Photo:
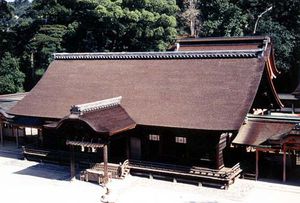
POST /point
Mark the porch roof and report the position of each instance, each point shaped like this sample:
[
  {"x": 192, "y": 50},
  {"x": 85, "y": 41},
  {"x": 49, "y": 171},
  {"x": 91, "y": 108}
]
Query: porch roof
[{"x": 256, "y": 133}]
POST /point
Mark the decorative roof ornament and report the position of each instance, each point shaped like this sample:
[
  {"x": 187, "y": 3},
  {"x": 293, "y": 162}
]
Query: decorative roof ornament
[
  {"x": 93, "y": 106},
  {"x": 251, "y": 53}
]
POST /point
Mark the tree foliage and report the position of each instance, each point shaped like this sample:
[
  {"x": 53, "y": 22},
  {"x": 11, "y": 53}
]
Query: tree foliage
[{"x": 11, "y": 78}]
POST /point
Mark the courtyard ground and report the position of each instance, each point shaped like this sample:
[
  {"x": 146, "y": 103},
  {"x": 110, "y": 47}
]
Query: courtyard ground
[{"x": 32, "y": 182}]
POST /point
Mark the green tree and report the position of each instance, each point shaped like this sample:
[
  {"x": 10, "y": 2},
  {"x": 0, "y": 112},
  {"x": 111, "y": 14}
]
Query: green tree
[
  {"x": 11, "y": 78},
  {"x": 222, "y": 18},
  {"x": 40, "y": 48},
  {"x": 128, "y": 25}
]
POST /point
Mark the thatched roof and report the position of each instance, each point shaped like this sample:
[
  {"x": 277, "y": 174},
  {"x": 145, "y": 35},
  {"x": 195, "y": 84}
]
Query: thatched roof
[{"x": 208, "y": 89}]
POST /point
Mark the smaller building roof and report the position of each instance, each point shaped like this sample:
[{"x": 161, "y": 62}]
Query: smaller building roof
[
  {"x": 103, "y": 117},
  {"x": 256, "y": 133}
]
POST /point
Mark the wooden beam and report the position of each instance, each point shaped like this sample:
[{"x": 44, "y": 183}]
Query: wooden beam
[
  {"x": 105, "y": 160},
  {"x": 72, "y": 163},
  {"x": 17, "y": 137},
  {"x": 256, "y": 164},
  {"x": 284, "y": 164},
  {"x": 1, "y": 134}
]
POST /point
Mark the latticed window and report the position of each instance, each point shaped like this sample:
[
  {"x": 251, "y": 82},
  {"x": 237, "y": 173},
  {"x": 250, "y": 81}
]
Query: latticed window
[
  {"x": 181, "y": 140},
  {"x": 154, "y": 137}
]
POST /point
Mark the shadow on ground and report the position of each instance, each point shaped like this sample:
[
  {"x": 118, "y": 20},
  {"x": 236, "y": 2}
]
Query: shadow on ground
[{"x": 48, "y": 171}]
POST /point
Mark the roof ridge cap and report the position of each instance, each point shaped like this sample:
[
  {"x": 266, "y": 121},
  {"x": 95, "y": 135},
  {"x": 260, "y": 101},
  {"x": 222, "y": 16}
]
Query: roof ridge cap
[
  {"x": 93, "y": 106},
  {"x": 247, "y": 53}
]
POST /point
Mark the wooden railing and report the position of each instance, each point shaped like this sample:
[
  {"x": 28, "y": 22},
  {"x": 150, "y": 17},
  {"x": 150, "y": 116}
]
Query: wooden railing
[{"x": 200, "y": 174}]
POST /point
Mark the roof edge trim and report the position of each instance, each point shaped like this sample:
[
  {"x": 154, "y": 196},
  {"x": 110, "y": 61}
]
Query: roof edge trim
[{"x": 251, "y": 53}]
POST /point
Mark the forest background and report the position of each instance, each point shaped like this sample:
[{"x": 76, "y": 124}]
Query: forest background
[{"x": 31, "y": 31}]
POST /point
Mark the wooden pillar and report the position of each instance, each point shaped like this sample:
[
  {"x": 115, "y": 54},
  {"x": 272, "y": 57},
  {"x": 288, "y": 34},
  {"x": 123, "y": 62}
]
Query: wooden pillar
[
  {"x": 219, "y": 151},
  {"x": 17, "y": 137},
  {"x": 105, "y": 160},
  {"x": 72, "y": 163},
  {"x": 284, "y": 164},
  {"x": 256, "y": 164},
  {"x": 1, "y": 133},
  {"x": 40, "y": 136}
]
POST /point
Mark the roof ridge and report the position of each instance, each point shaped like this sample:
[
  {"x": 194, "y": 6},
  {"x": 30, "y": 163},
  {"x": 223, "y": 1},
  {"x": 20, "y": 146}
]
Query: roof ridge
[
  {"x": 248, "y": 53},
  {"x": 93, "y": 106}
]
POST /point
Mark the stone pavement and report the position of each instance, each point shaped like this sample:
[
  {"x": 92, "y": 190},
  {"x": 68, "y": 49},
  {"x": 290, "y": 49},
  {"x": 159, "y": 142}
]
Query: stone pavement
[{"x": 26, "y": 181}]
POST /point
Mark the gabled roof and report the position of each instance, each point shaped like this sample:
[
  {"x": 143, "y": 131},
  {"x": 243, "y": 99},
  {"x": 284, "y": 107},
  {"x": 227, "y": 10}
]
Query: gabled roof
[
  {"x": 105, "y": 117},
  {"x": 207, "y": 89}
]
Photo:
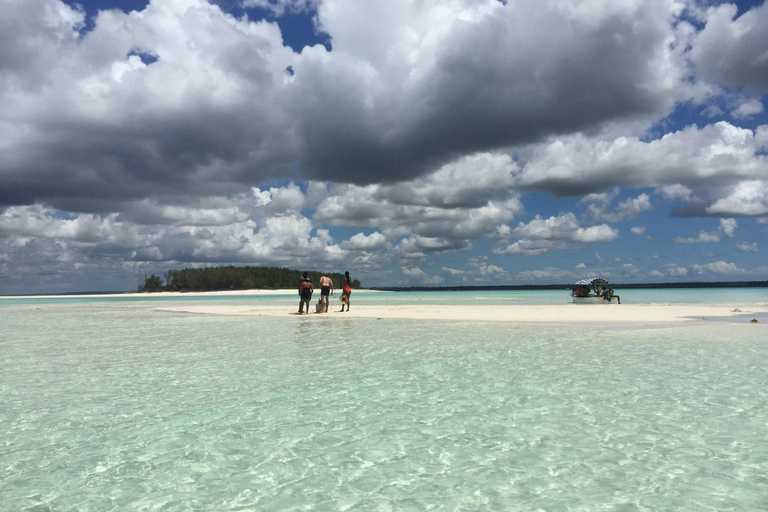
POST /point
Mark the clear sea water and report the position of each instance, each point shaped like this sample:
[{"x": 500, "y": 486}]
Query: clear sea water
[{"x": 107, "y": 404}]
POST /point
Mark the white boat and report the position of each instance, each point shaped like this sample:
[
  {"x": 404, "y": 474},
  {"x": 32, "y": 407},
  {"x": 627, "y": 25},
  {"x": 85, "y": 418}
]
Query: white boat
[{"x": 594, "y": 291}]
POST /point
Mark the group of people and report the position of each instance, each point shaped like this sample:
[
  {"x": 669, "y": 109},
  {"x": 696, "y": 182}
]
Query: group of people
[{"x": 326, "y": 288}]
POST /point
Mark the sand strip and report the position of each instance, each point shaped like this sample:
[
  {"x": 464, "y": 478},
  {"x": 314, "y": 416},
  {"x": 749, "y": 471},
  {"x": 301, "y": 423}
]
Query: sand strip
[{"x": 566, "y": 313}]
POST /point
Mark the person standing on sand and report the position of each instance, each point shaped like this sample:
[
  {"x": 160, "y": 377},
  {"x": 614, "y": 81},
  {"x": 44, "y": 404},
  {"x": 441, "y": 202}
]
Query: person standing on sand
[
  {"x": 305, "y": 292},
  {"x": 326, "y": 287},
  {"x": 346, "y": 290}
]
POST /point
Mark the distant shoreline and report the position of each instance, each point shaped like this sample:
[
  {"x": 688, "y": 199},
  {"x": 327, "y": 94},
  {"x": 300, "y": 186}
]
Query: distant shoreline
[
  {"x": 524, "y": 287},
  {"x": 532, "y": 287}
]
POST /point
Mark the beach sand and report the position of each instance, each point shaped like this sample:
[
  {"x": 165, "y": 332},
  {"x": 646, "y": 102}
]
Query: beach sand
[{"x": 565, "y": 313}]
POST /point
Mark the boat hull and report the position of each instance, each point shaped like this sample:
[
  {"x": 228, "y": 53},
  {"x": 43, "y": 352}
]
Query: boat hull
[{"x": 594, "y": 300}]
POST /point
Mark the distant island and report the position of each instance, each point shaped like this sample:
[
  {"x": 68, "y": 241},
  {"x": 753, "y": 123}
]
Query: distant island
[
  {"x": 722, "y": 284},
  {"x": 213, "y": 279}
]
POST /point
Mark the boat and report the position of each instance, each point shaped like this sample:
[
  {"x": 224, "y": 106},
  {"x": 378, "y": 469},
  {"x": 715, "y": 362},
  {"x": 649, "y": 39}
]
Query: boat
[{"x": 593, "y": 291}]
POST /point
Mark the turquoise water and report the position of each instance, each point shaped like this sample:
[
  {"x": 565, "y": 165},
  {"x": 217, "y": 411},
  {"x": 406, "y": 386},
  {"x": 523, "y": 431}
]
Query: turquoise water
[
  {"x": 537, "y": 297},
  {"x": 114, "y": 406}
]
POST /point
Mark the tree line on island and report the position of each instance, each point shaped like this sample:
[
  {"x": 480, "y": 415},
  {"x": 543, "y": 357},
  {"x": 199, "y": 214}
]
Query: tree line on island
[{"x": 211, "y": 279}]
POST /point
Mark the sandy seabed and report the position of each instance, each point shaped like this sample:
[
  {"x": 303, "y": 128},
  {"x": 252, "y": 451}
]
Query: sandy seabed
[{"x": 565, "y": 313}]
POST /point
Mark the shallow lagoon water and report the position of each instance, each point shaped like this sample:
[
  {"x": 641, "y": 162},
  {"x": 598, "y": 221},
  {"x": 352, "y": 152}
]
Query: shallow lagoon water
[{"x": 114, "y": 406}]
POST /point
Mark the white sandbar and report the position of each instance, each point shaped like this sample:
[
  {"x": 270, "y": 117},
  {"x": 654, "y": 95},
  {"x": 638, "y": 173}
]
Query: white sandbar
[{"x": 566, "y": 313}]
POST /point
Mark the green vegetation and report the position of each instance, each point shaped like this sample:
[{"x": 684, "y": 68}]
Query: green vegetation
[{"x": 232, "y": 278}]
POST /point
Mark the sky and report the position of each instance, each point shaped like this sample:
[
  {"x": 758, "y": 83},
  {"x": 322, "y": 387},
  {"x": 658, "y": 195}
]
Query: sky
[{"x": 410, "y": 142}]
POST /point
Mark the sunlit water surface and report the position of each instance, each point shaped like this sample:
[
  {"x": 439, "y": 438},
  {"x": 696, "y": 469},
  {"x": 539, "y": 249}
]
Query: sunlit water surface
[{"x": 115, "y": 406}]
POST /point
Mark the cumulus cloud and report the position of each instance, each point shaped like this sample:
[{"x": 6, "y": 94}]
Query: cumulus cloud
[
  {"x": 747, "y": 246},
  {"x": 718, "y": 267},
  {"x": 726, "y": 229},
  {"x": 675, "y": 270},
  {"x": 746, "y": 198},
  {"x": 676, "y": 191},
  {"x": 748, "y": 108},
  {"x": 182, "y": 134},
  {"x": 630, "y": 208},
  {"x": 547, "y": 275},
  {"x": 217, "y": 109},
  {"x": 703, "y": 162},
  {"x": 361, "y": 242},
  {"x": 731, "y": 50},
  {"x": 557, "y": 232},
  {"x": 418, "y": 275}
]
□ □ □ □ □ □ □
◆ **Written request**
Select every line of the data above that contains the string "stone", matching case exactly, and copy each such line out in full.

◆ **Task solution**
Mark the stone pavement and report the position of each instance, each point shaped like this sample:
Query: stone pavement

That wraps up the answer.